__EXERCÍCIO__:
Prossiga com o artigo sobre as declarações de Joelma, escrevendo a partir da última frase apresentada.

__TRECHO SELECIONADO__:
───

31 de março de 2013 2 comentários Artigo Textos Leila Dumaresq

De ontem para hoje a assessoria de imprensa da banda Calypso afirmou em nota que a tal “revista de circulação nacional” (sic) distorceu as palavras da Joelma. Qual foi a distorção? Joelma teria apenas relatado que gays da sua igreja, procurando mudar sua orientação sexual sentem-se como drogados em recuperação.

Como de costume repenso meus argumentos diante de informações novas. Desta vez não preciso retificar nada. O fato dos homoafetivos que aderiram à mesma fé da cantora sentirem-se errados e viciados apenas mostra que minhas considerações sobre a opinião em questão estão corretas. Além disso, já disse que as opiniões da Joelma são problema dela e dos membros de sua comunidade religiosa.

Portanto, continuo denunciando o autoritarismo da pessoa que deseja refutar um direito civil utilizando uma opinião baseada em fé pessoal. Também denuncio a irresponsabilidade de quem apresenta como única uma alternativa dolorosa e patologizante quando há pessoas vivendo de modo saudável e feliz a mesma condição.

───

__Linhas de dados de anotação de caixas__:
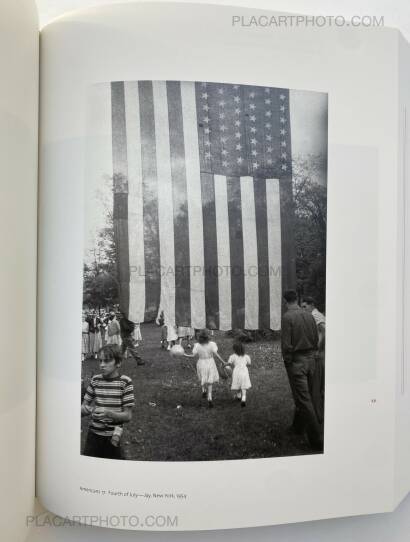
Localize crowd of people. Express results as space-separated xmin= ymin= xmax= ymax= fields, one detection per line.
xmin=81 ymin=310 xmax=142 ymax=361
xmin=81 ymin=296 xmax=326 ymax=459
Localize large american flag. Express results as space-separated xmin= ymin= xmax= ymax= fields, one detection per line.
xmin=111 ymin=81 xmax=294 ymax=330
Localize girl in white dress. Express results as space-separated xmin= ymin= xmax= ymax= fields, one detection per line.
xmin=228 ymin=342 xmax=251 ymax=407
xmin=81 ymin=314 xmax=90 ymax=361
xmin=184 ymin=329 xmax=225 ymax=408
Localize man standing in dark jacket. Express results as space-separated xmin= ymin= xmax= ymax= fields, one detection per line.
xmin=282 ymin=290 xmax=323 ymax=451
xmin=120 ymin=313 xmax=145 ymax=365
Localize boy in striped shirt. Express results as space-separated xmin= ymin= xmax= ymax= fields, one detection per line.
xmin=81 ymin=344 xmax=135 ymax=459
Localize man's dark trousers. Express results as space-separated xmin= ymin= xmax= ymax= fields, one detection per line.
xmin=285 ymin=351 xmax=323 ymax=450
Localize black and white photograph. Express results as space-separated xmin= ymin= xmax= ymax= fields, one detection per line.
xmin=79 ymin=80 xmax=328 ymax=461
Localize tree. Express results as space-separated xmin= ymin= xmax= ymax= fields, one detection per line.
xmin=293 ymin=155 xmax=327 ymax=310
xmin=83 ymin=213 xmax=118 ymax=309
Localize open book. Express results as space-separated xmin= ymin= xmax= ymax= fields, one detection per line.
xmin=0 ymin=1 xmax=410 ymax=540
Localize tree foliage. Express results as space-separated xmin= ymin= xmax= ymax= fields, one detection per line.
xmin=293 ymin=155 xmax=327 ymax=311
xmin=83 ymin=212 xmax=118 ymax=309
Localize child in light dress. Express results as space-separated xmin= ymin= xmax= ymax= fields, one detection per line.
xmin=227 ymin=342 xmax=251 ymax=407
xmin=184 ymin=329 xmax=225 ymax=408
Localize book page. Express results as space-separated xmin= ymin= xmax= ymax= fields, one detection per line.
xmin=37 ymin=4 xmax=404 ymax=530
xmin=0 ymin=0 xmax=39 ymax=540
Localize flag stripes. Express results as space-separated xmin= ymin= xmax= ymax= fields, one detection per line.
xmin=139 ymin=81 xmax=161 ymax=321
xmin=111 ymin=81 xmax=290 ymax=330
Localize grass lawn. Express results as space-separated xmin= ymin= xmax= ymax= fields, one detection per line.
xmin=82 ymin=324 xmax=313 ymax=461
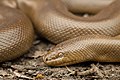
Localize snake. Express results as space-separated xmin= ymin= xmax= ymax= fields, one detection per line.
xmin=0 ymin=0 xmax=120 ymax=66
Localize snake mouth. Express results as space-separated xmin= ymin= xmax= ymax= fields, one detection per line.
xmin=43 ymin=52 xmax=64 ymax=66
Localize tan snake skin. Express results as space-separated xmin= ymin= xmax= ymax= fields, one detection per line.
xmin=0 ymin=0 xmax=120 ymax=66
xmin=0 ymin=6 xmax=34 ymax=62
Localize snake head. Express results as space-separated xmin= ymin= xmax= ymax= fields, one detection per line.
xmin=43 ymin=47 xmax=79 ymax=66
xmin=43 ymin=51 xmax=64 ymax=66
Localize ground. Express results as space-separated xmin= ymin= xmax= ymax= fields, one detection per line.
xmin=0 ymin=15 xmax=120 ymax=80
xmin=0 ymin=39 xmax=120 ymax=80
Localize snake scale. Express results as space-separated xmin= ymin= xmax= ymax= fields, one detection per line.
xmin=0 ymin=0 xmax=120 ymax=66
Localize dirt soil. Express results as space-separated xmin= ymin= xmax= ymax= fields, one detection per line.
xmin=0 ymin=36 xmax=120 ymax=80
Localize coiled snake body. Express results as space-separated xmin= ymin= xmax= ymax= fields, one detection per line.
xmin=0 ymin=0 xmax=120 ymax=66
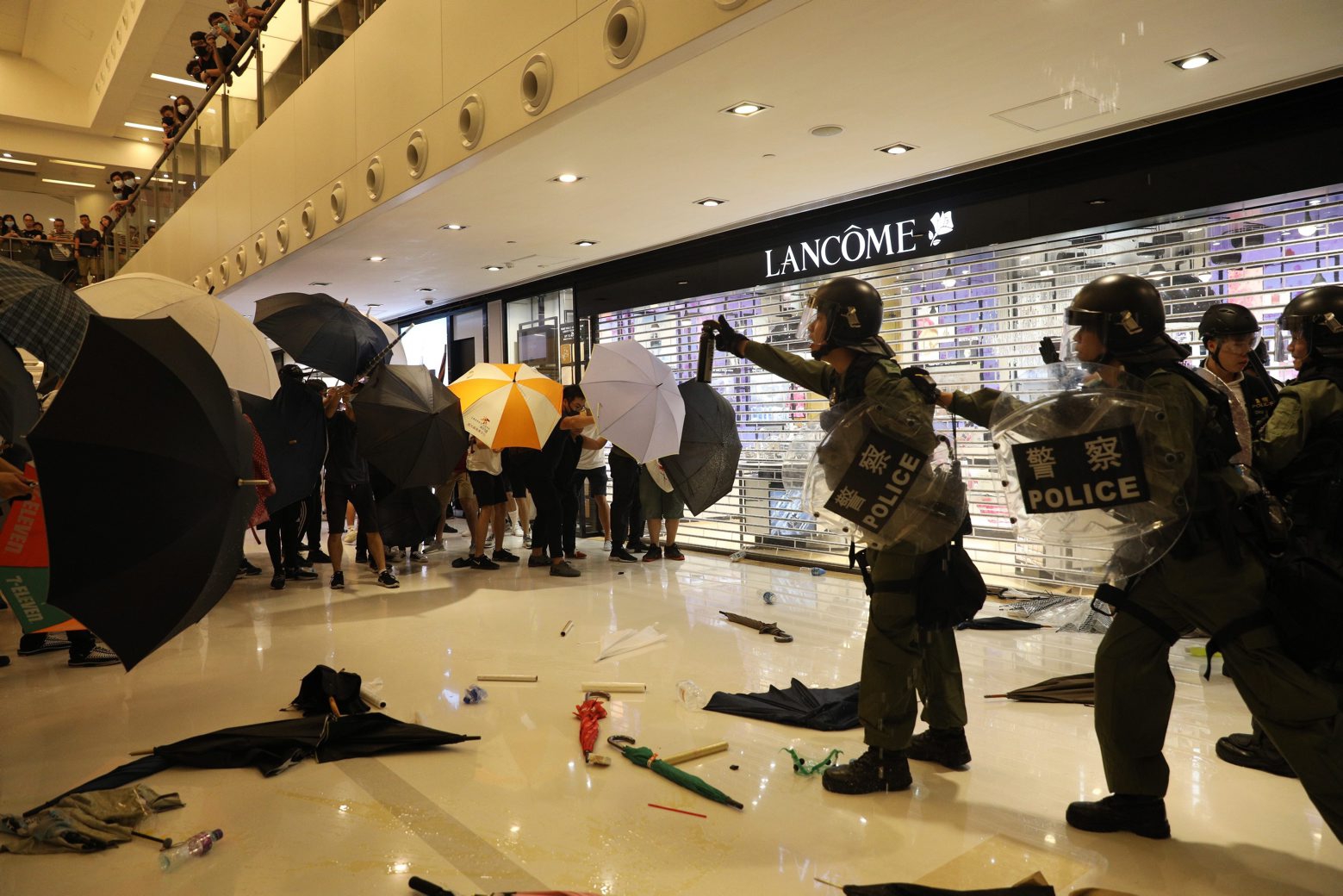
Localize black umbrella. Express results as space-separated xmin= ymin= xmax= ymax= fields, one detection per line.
xmin=0 ymin=341 xmax=41 ymax=459
xmin=704 ymin=678 xmax=858 ymax=731
xmin=28 ymin=317 xmax=257 ymax=670
xmin=377 ymin=485 xmax=440 ymax=547
xmin=238 ymin=376 xmax=326 ymax=512
xmin=0 ymin=258 xmax=93 ymax=376
xmin=23 ymin=712 xmax=480 ymax=815
xmin=662 ymin=333 xmax=742 ymax=516
xmin=355 ymin=364 xmax=468 ymax=489
xmin=289 ymin=665 xmax=368 ymax=716
xmin=252 ymin=293 xmax=387 ymax=383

───

__RESULTADO__:
Joelma comparou os homossexuais com drogados, disse que eles precisavam de “recuperação” e por fim afirmou que tais afirmações não foram uma ofensa. Ela pensa que bissexuais, lésbicas e gays têm uma sexualidade doente, ou como ela fez-se entender, viciada. Isto indica que para ela o sofrimento das pessoas não-heterossexuais provém de sua própria afetividade. Claro, ela está enganada: Todas as afetividades são tão saudáveis quanto a que Joelma pratica, sem ser questionada, porque ela é heterossexual.

É um bom momento para refletir o que as pessoas consideram “opinião”. Pergunto: No que as opiniões de Joelma estão erradas? Em primeiro lugar, deveria pesquisar mais sobre o assunto antes de aderir a uma opinião tão contundente. Ela parece não ter ponderado suas palavras, nem as consequências da aplicação de sua opinião. Sendo leiga no assunto, apoiou a patologização de uma parte da população. Chamou pessoas de doentes sem ao menos relativizar a questão. Ela parece sentir-se no direito de ofender os outros. Também não mostra entendimento das consequências em discriminação e segregação para as pessoas das quais ela fala.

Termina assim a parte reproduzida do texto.